Which lines in the data contain the word "lamp"? Please copy each of them.
--*--
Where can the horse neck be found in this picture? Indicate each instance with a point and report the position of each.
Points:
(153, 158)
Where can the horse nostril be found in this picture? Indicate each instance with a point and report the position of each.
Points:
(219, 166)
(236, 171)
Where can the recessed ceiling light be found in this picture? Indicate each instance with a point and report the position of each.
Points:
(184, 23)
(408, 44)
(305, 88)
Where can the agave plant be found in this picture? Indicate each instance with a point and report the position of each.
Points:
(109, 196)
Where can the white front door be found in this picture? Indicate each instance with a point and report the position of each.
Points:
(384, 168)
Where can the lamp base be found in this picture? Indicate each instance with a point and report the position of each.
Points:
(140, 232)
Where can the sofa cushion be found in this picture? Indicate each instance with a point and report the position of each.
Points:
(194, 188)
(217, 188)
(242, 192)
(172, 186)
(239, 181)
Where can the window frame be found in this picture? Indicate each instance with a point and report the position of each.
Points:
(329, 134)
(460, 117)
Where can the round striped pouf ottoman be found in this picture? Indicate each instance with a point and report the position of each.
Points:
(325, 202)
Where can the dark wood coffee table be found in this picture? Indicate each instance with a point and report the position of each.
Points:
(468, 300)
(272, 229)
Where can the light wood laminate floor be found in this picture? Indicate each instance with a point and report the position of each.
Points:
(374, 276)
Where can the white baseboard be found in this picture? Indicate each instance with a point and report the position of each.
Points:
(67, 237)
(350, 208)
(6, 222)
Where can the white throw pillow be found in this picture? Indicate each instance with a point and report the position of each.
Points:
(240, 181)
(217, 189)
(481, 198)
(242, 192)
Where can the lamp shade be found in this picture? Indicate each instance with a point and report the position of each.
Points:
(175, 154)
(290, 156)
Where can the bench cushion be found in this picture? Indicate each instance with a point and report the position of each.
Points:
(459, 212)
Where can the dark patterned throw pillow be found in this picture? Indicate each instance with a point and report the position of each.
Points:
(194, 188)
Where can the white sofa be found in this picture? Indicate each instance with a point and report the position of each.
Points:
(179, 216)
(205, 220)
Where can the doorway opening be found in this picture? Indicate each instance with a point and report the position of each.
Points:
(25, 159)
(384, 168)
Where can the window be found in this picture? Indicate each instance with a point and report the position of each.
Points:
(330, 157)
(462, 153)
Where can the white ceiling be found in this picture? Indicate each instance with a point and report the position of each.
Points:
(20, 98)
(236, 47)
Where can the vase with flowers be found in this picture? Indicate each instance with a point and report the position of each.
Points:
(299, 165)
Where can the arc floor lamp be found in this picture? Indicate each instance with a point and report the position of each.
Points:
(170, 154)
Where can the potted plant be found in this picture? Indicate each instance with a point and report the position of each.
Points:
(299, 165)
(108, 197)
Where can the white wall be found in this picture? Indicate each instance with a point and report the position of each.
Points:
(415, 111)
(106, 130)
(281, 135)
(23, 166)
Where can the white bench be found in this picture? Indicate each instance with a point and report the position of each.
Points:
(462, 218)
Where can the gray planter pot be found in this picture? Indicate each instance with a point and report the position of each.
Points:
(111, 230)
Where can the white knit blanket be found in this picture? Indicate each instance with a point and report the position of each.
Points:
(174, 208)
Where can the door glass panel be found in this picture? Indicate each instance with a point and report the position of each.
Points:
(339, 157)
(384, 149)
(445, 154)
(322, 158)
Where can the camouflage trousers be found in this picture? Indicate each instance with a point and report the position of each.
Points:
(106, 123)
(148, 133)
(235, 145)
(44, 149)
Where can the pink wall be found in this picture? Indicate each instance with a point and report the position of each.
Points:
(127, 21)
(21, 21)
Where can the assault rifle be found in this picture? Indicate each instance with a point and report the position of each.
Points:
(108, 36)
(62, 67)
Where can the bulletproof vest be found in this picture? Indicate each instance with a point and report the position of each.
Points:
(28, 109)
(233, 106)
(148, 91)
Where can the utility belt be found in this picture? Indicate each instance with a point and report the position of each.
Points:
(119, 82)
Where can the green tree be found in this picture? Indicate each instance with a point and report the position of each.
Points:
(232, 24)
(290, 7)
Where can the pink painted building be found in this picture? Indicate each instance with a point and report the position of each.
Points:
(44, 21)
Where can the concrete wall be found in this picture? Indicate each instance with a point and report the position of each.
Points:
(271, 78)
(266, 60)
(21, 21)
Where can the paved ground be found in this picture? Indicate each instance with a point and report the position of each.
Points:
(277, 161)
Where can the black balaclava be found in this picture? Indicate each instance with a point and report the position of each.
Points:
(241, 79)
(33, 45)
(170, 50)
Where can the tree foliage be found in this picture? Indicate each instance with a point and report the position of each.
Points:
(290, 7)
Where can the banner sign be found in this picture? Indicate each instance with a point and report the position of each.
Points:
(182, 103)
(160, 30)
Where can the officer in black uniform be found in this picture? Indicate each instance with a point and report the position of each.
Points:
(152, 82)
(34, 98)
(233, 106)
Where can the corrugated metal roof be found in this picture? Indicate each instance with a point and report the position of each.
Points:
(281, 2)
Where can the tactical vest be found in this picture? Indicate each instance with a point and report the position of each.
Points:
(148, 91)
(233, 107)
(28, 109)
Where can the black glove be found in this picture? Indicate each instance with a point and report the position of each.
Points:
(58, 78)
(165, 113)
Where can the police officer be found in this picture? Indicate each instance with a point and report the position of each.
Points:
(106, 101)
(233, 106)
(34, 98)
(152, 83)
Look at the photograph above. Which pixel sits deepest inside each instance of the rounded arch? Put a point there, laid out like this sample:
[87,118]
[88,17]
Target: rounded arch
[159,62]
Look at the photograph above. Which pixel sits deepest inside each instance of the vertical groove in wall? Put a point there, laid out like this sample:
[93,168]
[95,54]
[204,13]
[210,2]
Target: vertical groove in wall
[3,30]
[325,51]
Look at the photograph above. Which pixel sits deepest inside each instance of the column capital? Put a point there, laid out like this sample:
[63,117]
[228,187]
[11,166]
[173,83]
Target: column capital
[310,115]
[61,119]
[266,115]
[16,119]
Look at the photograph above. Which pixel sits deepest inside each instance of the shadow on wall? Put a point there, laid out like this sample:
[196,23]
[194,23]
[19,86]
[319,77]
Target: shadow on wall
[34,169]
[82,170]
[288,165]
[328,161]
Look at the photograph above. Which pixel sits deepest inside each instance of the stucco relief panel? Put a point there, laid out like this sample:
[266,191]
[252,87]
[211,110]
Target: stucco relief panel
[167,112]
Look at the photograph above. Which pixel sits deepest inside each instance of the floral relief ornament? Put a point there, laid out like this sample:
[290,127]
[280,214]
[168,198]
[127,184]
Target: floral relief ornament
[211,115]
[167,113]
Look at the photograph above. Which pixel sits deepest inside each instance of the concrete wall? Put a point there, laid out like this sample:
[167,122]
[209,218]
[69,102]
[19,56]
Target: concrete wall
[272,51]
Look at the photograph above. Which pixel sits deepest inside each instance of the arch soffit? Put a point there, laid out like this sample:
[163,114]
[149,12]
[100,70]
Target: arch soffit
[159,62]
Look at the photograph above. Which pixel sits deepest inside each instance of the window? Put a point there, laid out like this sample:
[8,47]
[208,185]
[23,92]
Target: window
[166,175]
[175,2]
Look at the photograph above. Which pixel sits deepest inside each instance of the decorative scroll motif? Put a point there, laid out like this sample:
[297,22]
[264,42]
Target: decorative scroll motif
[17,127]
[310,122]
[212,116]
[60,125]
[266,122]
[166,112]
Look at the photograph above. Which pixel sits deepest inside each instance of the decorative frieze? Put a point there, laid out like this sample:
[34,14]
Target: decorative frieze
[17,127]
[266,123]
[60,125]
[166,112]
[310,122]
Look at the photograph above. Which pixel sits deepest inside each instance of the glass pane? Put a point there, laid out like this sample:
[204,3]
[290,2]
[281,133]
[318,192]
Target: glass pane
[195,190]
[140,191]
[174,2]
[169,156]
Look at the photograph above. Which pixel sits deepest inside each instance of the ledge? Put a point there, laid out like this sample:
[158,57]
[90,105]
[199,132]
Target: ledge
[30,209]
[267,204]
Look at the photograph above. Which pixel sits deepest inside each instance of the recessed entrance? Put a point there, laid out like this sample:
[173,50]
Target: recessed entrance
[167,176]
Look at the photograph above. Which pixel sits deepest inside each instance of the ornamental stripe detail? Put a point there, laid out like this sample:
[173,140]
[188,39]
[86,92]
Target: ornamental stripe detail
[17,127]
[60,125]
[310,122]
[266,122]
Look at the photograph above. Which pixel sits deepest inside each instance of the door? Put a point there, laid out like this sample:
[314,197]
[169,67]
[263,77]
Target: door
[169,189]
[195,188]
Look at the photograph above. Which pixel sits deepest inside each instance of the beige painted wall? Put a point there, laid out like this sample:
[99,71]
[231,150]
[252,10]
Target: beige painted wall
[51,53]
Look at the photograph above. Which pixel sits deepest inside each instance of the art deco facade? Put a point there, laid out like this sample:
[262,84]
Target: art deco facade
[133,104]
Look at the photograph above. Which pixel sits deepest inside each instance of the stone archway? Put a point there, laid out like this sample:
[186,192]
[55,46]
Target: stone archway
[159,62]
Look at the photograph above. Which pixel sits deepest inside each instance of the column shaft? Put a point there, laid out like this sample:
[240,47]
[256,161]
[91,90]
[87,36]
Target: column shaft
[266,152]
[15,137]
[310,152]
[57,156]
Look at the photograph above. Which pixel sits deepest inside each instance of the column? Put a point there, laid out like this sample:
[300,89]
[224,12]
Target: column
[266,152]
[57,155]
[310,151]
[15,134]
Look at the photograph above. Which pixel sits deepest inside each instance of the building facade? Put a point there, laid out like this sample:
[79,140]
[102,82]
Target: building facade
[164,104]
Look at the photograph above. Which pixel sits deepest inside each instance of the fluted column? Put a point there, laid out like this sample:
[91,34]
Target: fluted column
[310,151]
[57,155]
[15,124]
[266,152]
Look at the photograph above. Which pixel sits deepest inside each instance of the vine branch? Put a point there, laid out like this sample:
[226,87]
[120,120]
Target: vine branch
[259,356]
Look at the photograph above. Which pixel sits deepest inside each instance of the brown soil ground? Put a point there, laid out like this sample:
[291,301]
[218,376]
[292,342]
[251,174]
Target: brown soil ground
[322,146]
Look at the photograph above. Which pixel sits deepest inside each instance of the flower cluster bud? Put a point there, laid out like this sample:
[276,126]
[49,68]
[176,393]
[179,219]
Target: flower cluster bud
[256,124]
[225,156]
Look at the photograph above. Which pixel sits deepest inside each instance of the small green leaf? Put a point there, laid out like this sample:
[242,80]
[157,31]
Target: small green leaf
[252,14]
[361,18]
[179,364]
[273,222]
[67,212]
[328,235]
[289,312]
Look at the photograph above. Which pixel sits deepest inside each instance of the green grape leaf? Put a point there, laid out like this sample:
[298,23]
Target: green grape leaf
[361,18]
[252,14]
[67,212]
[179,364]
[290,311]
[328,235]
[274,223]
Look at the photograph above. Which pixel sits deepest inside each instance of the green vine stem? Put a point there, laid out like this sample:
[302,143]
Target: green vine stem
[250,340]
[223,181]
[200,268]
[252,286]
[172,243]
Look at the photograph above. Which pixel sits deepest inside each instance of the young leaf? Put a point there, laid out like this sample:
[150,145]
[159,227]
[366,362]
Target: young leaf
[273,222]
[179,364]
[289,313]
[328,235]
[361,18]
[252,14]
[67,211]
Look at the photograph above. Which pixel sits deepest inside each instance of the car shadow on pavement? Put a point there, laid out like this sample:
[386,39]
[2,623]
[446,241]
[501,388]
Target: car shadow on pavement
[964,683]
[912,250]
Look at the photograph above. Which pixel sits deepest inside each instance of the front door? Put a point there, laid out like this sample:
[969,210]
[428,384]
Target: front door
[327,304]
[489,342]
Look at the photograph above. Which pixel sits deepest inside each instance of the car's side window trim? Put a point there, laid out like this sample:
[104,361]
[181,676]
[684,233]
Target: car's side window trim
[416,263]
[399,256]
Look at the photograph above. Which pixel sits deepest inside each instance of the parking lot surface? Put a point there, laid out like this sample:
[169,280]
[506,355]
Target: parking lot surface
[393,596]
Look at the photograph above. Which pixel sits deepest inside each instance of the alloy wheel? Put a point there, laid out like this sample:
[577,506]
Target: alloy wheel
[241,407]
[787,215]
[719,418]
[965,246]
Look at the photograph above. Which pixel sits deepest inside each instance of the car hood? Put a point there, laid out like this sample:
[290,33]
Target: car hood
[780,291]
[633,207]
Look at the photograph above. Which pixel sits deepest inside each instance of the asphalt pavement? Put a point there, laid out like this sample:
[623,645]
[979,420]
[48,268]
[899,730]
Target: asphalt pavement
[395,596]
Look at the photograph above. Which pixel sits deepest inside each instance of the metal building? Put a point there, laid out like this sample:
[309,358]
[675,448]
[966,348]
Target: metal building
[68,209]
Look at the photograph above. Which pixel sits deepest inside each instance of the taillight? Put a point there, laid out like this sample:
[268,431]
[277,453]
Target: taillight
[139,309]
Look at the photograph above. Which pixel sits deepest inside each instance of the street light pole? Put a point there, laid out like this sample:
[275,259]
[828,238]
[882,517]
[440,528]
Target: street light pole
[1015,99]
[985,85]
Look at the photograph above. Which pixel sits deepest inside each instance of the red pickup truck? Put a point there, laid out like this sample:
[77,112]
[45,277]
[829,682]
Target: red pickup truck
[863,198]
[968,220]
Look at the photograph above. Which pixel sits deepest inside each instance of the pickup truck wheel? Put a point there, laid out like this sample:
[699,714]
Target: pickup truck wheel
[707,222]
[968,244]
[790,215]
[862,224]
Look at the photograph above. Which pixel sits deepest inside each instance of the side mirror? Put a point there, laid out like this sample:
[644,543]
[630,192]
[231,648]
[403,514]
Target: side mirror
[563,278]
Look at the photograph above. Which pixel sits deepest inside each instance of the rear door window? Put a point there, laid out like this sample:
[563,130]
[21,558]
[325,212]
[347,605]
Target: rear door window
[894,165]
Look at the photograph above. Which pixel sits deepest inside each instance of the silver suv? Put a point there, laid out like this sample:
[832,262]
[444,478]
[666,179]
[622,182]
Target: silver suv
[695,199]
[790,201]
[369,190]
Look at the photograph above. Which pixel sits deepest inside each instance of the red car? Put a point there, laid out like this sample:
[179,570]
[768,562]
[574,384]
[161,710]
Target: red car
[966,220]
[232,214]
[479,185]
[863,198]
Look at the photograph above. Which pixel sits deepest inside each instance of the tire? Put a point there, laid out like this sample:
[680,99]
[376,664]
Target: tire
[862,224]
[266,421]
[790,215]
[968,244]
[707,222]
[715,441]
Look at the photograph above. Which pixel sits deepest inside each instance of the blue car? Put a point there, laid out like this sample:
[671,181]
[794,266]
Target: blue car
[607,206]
--*--
-- Answer to the exercise --
Where can the lamp base be found in this picture? Indicate each instance with a point and report the position of each.
Where can the lamp shade be found in this picture? Indicate each instance with a point and report the position of each.
Where can the arc floor lamp be found in this picture? Indicate each instance with a point and report the position of each.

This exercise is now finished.